Tarefas
**a.** Cite o trecho do texto sobre os ipês amarelos que começa em "Em 2019 o DNIT, atendendo" e segue até "espaço para acostamento.".
**b.** De acordo com o texto sobre os ipês amarelos, para quantos metros o DNIT reduziu em 2019 a faixa de domínio das estradas estaduais e municipais?
**c.** Prossiga com o texto sobre os ipês amarelos a partir da última frase apresentada.

Mas onde o fogo não alcançou as matas ciliares e as grotas verdejantes das montanhas, os ipês amarelos criavam paisagens de emocionar Van Gogh.
No máximo do estresse hídrico necessário para sua floração, eles arrebentaram em flores na tentativa desesperada de seguir vivendo.
Pena que as cercas das propriedades ocupam quase todas as margens das estradas sem acostamento, impedindo que eu parasse para fotografar o espetáculo.
Talvez seja essa a razão de boa parte desses incêndios. Não há mais distância segura entre a estrada e as propriedades rurais.
Em 2019 o DNIT, atendendo aos apelos da Confederação Nacional dos Municípios, reduziu de 15 para 5 metros a faixa de domínio das estradas estaduais e municipais.
Mais do que depressa, os fazendeiros encostaram suas cercas nas rodovias, que perderam até o espaço para acostamento.
A ganância por invadir terras públicas resultou nisso.

Itens armazenados
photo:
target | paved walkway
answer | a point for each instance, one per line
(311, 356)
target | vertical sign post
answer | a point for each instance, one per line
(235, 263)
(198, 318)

Respostas esperadas
**a.**
Em 2019 o DNIT, atendendo aos apelos da Confederação Nacional dos Municípios, reduziu de 15 para 5 metros a faixa de domínio das estradas estaduais e municipais.
Mais do que depressa, os fazendeiros encostaram suas cercas nas rodovias, que perderam até o espaço para acostamento.

**b.** Para 5 metros.

**c.**
Perdeu-se os aceiros além das faixas de domínio e qualquer bituca no mato, que quase invade as pistas por falta de manutenção, dá nisso: fogaréu morro acima e morro abaixo.
Passado esse susto de agora, o Brasil precisa rever essa permissividade. Obrigar fazendeiros a recuar as divisas, manter aceiros largos nos acostamentos, rente às suas propriedades e cultivar uma proteção verde nas cercas, com árvores de baixo risco de incêndio.
O CO2 que o país emite atualmente tem de ser compensado com investimentos massivos em reflorestamento e restauro das áreas degradadas.
Há muito passivo ambiental de empresas poluentes e degradantes que tem de ser cobrado.
Mais do que cadeia para os criminosos que ateiam fogo em áreas de proteção ambiental, multa de plantio e replantio das espécies originais que compõem os biomas ameaçados.
Outra emoção negativa foi constatar, mais uma vez, a inviabilidade das cidades grandes, como Belo Horizonte, cercada de mineradoras por todos os lados.
Além de quente e seca como nunca se viu, a capital mineira sofre com o estrangulamento do tráfego.
O show de Caetano Veloso e Maria Betânia no Mineirão provocou enorme demanda para Vans, táxis e Uber.
O povo aproveita para tirar o pé da miséria. Todos os serviços de vans estavam sem vagas, ao preço exorbitante de 750 a 1.200 reais para levar os fãs ao local do evento.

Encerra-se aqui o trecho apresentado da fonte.